* _INFORMATION SUPPLIED_:
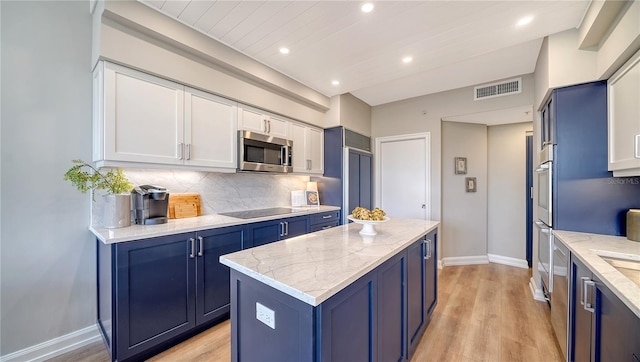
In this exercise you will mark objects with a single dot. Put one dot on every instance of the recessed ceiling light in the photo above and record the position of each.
(524, 21)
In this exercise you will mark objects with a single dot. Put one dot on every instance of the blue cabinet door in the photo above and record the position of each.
(416, 322)
(617, 328)
(155, 294)
(580, 319)
(212, 289)
(273, 230)
(263, 232)
(348, 323)
(392, 309)
(359, 180)
(431, 274)
(295, 226)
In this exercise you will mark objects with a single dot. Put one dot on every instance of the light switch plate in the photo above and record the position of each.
(266, 315)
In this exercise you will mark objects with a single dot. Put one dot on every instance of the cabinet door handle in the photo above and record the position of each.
(180, 148)
(200, 246)
(192, 254)
(586, 283)
(284, 153)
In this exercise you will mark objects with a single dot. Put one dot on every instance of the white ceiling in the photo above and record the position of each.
(454, 44)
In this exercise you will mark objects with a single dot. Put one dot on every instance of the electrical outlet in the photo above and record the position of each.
(266, 315)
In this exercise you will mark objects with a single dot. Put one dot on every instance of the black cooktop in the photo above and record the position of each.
(250, 214)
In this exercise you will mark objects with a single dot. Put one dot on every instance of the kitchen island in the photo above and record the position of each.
(335, 294)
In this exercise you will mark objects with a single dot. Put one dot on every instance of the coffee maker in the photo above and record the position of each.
(149, 205)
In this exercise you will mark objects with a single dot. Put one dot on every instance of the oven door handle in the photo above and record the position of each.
(543, 167)
(543, 228)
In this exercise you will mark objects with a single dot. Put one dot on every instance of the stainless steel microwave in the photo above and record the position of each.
(259, 152)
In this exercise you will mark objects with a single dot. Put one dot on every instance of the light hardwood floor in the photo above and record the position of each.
(484, 313)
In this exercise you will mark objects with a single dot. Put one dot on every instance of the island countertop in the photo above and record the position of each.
(314, 267)
(586, 247)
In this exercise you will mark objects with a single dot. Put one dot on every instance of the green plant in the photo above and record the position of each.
(86, 177)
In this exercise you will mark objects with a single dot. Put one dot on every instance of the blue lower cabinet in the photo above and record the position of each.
(421, 287)
(274, 230)
(212, 282)
(391, 309)
(366, 321)
(602, 327)
(153, 293)
(323, 221)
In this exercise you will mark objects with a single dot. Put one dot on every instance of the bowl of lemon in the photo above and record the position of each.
(368, 219)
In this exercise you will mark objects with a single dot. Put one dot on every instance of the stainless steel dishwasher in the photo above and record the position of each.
(560, 294)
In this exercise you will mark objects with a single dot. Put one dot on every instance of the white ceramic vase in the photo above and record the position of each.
(117, 211)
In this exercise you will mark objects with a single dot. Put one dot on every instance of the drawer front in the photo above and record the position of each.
(324, 217)
(328, 225)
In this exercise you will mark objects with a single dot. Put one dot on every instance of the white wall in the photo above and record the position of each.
(48, 255)
(464, 214)
(424, 114)
(506, 231)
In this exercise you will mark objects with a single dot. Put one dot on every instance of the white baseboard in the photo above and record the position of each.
(56, 346)
(499, 259)
(465, 260)
(536, 292)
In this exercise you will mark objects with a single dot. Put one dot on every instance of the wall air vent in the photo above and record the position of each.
(507, 87)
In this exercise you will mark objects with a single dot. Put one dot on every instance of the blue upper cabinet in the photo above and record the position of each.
(585, 195)
(347, 171)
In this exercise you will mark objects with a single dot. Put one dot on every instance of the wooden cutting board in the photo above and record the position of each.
(184, 205)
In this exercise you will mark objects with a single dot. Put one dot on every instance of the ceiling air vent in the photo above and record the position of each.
(511, 86)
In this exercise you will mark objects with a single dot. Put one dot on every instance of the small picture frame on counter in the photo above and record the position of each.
(460, 164)
(470, 184)
(312, 198)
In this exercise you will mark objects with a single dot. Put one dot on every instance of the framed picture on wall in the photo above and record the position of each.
(460, 165)
(470, 184)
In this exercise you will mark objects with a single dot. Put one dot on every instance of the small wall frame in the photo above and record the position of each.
(460, 165)
(470, 184)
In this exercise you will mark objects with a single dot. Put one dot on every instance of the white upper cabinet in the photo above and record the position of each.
(210, 131)
(256, 120)
(308, 149)
(624, 119)
(143, 119)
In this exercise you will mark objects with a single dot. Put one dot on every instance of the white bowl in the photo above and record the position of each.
(367, 225)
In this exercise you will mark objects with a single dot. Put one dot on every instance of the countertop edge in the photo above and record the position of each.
(582, 245)
(318, 299)
(186, 225)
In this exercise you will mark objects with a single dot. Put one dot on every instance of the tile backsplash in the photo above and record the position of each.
(219, 192)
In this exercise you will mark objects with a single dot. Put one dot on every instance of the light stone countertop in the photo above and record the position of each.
(583, 246)
(314, 267)
(191, 224)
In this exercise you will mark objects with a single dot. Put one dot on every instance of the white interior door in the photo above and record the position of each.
(402, 175)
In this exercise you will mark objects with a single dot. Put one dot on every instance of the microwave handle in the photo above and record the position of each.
(284, 152)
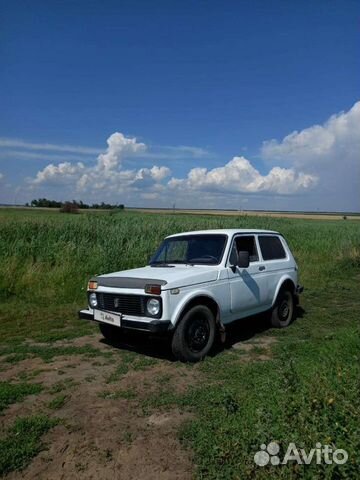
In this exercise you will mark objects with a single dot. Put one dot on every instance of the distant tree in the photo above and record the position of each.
(45, 203)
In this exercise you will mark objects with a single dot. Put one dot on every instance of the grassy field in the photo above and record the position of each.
(58, 379)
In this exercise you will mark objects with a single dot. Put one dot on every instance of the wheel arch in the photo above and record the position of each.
(198, 299)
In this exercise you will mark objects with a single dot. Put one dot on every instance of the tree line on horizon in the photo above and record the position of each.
(45, 203)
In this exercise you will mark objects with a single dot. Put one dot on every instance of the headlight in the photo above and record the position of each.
(93, 300)
(153, 306)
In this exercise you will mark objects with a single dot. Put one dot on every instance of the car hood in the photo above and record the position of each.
(167, 277)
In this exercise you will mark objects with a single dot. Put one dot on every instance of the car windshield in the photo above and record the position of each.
(204, 249)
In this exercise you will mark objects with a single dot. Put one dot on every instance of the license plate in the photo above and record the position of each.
(107, 317)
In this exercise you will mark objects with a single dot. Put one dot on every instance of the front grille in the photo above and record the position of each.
(126, 304)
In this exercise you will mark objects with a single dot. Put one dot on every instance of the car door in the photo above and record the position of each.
(248, 286)
(275, 259)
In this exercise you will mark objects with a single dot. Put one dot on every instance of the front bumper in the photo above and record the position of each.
(152, 326)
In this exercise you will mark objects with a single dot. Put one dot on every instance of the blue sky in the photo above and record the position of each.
(220, 78)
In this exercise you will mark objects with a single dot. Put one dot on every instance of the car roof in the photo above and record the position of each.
(224, 231)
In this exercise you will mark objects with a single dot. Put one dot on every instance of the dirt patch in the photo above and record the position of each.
(100, 436)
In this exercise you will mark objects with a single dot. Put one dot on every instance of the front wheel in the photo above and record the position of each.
(194, 334)
(283, 310)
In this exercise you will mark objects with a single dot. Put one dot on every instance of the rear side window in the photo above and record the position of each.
(271, 248)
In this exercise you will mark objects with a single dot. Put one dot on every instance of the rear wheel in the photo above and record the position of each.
(110, 332)
(194, 334)
(283, 310)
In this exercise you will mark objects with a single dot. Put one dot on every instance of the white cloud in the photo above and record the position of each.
(107, 174)
(239, 175)
(14, 143)
(118, 145)
(316, 168)
(63, 173)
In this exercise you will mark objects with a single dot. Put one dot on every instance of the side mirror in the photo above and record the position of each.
(243, 259)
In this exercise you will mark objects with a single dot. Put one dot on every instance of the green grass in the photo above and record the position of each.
(307, 391)
(17, 352)
(16, 392)
(23, 442)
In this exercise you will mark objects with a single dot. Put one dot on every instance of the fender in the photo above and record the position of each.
(282, 280)
(186, 299)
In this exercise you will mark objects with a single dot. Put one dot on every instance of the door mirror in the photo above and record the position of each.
(243, 259)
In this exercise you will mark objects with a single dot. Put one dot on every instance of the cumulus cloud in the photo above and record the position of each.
(239, 175)
(118, 145)
(107, 173)
(322, 161)
(62, 173)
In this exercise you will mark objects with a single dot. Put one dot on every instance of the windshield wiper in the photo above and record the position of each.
(160, 264)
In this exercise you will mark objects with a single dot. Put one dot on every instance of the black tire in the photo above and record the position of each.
(109, 332)
(194, 335)
(283, 310)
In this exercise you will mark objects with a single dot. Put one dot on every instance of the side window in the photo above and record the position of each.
(247, 244)
(271, 247)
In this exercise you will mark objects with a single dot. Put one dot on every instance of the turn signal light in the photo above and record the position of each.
(153, 289)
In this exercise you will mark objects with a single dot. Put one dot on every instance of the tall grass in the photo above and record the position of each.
(50, 257)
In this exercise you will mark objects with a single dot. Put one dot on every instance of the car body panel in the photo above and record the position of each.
(237, 292)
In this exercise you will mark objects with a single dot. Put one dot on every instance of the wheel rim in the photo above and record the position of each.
(197, 335)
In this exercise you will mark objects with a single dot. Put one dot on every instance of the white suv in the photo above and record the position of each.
(195, 285)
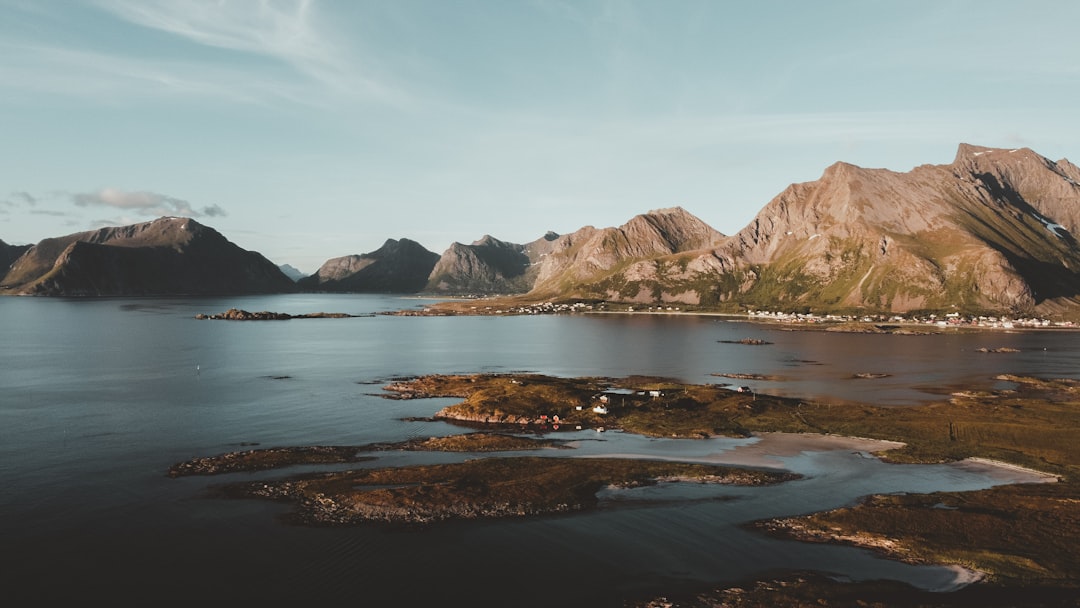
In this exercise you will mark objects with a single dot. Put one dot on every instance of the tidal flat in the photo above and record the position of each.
(1017, 540)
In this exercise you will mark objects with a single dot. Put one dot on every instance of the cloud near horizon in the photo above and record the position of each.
(144, 203)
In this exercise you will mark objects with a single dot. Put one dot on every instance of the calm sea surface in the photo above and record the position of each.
(98, 397)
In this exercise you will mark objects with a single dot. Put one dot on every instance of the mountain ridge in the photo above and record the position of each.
(990, 231)
(166, 256)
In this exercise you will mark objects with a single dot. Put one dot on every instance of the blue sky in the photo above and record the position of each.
(310, 130)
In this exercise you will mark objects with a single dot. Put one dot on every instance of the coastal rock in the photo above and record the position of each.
(238, 314)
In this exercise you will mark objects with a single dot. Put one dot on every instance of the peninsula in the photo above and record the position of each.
(1021, 538)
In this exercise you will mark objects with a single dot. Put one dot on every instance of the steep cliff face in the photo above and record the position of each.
(169, 256)
(981, 233)
(397, 267)
(488, 266)
(589, 255)
(990, 231)
(8, 256)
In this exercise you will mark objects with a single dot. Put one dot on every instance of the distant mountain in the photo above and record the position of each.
(489, 266)
(554, 264)
(396, 267)
(991, 231)
(8, 255)
(167, 256)
(292, 272)
(592, 260)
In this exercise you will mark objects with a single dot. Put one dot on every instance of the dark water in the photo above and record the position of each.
(98, 397)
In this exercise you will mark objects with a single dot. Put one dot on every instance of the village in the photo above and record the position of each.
(947, 320)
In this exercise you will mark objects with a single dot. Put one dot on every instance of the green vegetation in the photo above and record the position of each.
(280, 457)
(489, 487)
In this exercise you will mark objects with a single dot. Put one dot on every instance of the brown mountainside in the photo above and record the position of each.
(991, 231)
(167, 256)
(399, 266)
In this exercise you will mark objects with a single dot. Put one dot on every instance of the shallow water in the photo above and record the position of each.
(100, 396)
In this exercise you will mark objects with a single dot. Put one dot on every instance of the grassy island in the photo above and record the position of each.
(1023, 538)
(482, 488)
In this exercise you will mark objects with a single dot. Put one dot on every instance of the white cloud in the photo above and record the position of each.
(144, 203)
(289, 32)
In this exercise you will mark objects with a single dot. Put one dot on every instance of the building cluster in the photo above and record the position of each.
(542, 308)
(947, 320)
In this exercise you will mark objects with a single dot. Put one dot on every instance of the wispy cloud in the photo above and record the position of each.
(289, 32)
(144, 203)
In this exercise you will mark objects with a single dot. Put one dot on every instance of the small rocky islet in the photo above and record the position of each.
(1021, 537)
(240, 314)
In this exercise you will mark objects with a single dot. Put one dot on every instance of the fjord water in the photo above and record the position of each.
(99, 396)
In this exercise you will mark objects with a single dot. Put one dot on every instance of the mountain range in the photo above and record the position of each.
(993, 231)
(167, 256)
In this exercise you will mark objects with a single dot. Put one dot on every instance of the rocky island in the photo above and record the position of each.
(1021, 538)
(239, 314)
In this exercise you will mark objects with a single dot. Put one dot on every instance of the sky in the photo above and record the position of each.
(308, 130)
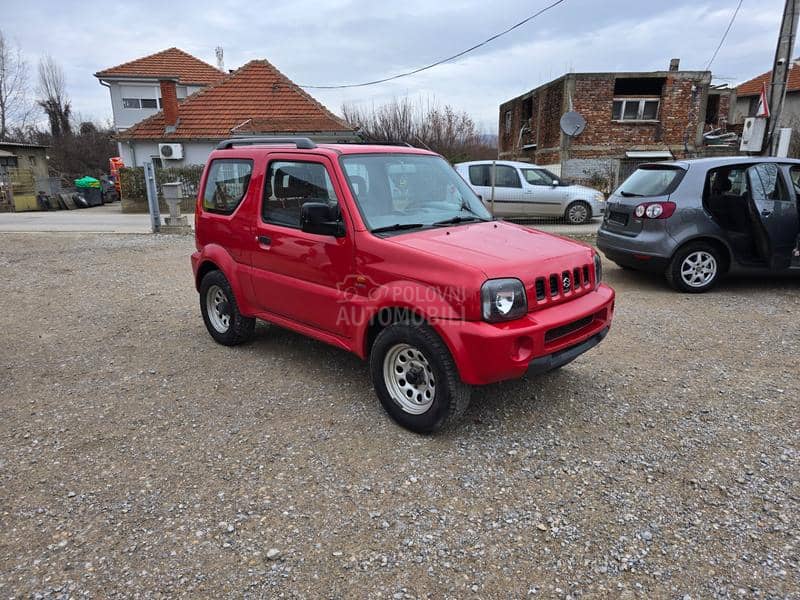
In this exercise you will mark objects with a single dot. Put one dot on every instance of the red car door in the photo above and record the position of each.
(299, 275)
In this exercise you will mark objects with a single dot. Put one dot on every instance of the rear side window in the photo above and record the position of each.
(767, 183)
(659, 181)
(292, 184)
(226, 184)
(505, 176)
(480, 175)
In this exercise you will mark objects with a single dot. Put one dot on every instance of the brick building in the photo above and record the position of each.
(630, 118)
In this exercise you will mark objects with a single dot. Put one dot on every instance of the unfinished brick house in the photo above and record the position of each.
(630, 118)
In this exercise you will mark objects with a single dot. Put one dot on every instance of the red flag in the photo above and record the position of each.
(763, 106)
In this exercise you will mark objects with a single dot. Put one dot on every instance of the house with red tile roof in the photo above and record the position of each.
(256, 99)
(747, 96)
(134, 85)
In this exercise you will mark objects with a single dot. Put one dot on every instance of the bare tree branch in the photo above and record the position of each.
(15, 105)
(53, 96)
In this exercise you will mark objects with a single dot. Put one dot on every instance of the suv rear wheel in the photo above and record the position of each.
(415, 377)
(695, 268)
(221, 313)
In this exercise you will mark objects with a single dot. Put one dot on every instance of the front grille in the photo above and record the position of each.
(618, 218)
(553, 287)
(559, 332)
(540, 293)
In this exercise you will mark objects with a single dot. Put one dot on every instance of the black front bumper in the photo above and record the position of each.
(543, 364)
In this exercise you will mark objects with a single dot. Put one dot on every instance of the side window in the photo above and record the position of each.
(726, 182)
(480, 175)
(767, 183)
(226, 184)
(795, 176)
(506, 176)
(289, 185)
(537, 177)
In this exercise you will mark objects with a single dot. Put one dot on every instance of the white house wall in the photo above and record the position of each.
(127, 117)
(194, 153)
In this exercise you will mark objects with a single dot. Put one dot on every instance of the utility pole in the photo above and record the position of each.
(780, 72)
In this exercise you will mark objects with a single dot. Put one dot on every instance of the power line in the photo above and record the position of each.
(724, 35)
(442, 61)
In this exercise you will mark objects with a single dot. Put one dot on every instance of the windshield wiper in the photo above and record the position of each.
(398, 227)
(455, 220)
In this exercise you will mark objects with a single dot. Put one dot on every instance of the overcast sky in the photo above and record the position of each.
(349, 41)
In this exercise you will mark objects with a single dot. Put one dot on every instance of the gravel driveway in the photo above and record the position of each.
(140, 459)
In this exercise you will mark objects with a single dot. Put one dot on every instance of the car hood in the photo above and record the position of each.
(500, 249)
(583, 189)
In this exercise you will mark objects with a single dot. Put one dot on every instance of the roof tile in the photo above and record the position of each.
(172, 62)
(257, 98)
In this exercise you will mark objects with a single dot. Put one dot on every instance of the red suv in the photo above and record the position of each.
(386, 252)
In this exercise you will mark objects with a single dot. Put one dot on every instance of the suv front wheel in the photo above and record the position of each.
(221, 313)
(415, 377)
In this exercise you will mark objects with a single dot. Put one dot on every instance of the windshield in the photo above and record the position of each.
(410, 190)
(649, 181)
(539, 176)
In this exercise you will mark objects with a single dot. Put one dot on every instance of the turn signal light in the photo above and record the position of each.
(655, 210)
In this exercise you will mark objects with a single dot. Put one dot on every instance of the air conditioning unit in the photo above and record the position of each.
(170, 151)
(753, 134)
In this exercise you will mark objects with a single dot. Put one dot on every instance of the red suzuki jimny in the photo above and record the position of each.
(386, 252)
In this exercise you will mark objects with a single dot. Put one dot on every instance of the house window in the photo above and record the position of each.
(635, 109)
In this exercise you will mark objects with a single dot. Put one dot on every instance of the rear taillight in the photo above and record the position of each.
(655, 210)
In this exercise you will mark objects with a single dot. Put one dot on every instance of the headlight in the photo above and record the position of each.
(598, 270)
(503, 300)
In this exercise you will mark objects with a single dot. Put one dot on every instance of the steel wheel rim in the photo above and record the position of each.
(698, 268)
(409, 379)
(218, 308)
(578, 214)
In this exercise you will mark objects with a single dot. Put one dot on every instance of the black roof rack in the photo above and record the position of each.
(300, 143)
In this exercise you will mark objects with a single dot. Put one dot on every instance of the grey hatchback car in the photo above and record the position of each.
(696, 220)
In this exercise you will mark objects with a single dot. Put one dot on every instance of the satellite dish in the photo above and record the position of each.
(572, 123)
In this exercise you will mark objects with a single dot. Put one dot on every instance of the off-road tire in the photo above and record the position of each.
(673, 272)
(240, 329)
(451, 396)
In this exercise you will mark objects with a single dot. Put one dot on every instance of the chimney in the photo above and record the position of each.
(169, 102)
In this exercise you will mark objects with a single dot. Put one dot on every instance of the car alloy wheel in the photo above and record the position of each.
(218, 308)
(578, 213)
(698, 269)
(409, 378)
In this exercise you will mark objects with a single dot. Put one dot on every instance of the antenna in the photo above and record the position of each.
(572, 123)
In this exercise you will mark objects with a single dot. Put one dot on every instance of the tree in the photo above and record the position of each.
(15, 106)
(53, 96)
(445, 130)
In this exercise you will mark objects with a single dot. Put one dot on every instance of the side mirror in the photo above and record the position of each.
(319, 218)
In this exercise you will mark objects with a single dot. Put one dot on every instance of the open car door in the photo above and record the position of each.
(773, 211)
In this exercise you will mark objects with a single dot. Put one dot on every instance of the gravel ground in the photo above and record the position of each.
(140, 459)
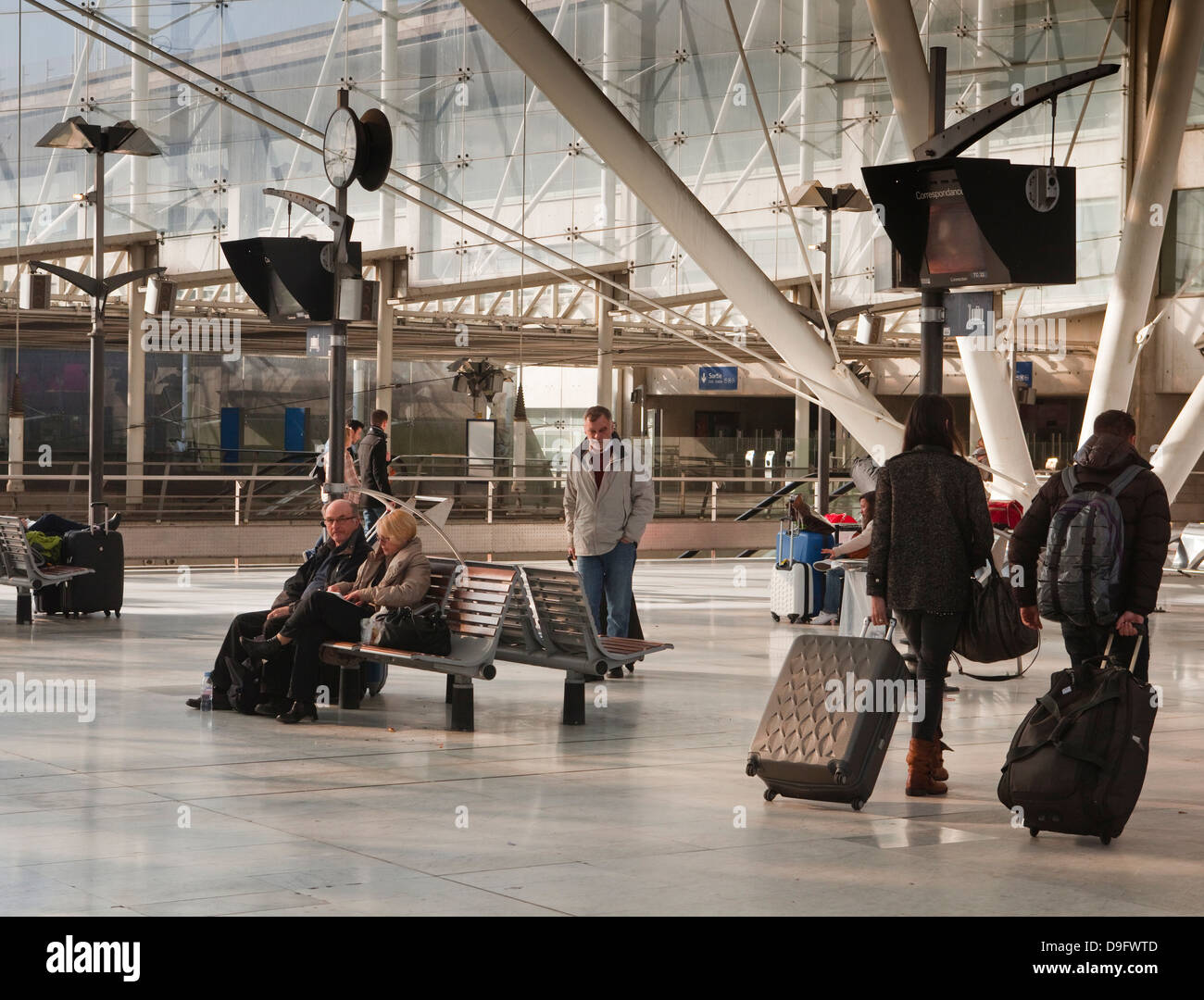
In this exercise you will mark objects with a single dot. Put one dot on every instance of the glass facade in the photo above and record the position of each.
(469, 124)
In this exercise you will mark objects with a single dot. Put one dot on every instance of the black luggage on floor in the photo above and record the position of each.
(101, 590)
(1078, 761)
(810, 743)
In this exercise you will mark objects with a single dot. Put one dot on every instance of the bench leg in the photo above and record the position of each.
(349, 689)
(461, 703)
(574, 699)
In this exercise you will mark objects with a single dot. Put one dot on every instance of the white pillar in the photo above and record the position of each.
(135, 381)
(907, 70)
(654, 181)
(16, 438)
(802, 430)
(606, 348)
(1154, 177)
(384, 337)
(1003, 436)
(1183, 445)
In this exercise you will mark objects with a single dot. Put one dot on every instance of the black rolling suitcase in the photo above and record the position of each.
(48, 598)
(1078, 761)
(810, 743)
(101, 590)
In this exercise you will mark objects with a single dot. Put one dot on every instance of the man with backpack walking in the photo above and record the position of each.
(1104, 525)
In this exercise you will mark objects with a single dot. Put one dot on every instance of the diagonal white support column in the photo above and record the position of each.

* _TASK INSTRUCTIONS_:
Give back, unchanged, every line from the one with "the black rolling" to the end of the entries above.

* _PROBLEM SOLUTION_:
In this exercise you will mark objects with a single dot. Put one dot on every instance of the black rolling suitcase in the photo above and record the position of each.
(48, 598)
(1078, 761)
(810, 743)
(101, 590)
In this exercise you will mark objects with a single dot. Put one dot on every instance of the man with backpack walking in the photo above and record the position of each.
(1104, 525)
In this exercise you will mark objects with a single dot. Put one dot on every instance of the diagonal white support column in the photo above and record the position of each.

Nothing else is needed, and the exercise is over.